→ **ENTRIES SHOWN**:
begin
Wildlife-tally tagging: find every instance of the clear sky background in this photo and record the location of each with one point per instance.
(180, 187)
end
begin
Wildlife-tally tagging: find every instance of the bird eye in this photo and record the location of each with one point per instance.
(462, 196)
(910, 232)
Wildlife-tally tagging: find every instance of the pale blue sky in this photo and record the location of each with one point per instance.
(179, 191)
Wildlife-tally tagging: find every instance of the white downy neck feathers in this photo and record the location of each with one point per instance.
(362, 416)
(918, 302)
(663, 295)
end
begin
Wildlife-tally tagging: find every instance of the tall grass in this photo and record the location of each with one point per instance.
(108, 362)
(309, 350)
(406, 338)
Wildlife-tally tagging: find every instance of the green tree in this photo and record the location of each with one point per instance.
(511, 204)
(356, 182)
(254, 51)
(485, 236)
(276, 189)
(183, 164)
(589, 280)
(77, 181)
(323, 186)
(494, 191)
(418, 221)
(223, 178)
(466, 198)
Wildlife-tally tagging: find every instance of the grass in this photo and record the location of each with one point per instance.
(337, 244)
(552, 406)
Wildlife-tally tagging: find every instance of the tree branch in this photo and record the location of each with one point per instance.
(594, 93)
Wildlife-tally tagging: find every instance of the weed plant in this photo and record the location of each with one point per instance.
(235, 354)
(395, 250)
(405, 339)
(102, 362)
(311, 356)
end
→ **EXERCISE INSTRUCTIONS**:
How many lines in the entries above contain the word "this"? Matching is case-sensitive; reply with the number alone.

→ **OUTPUT OF THE EXERCISE**:
9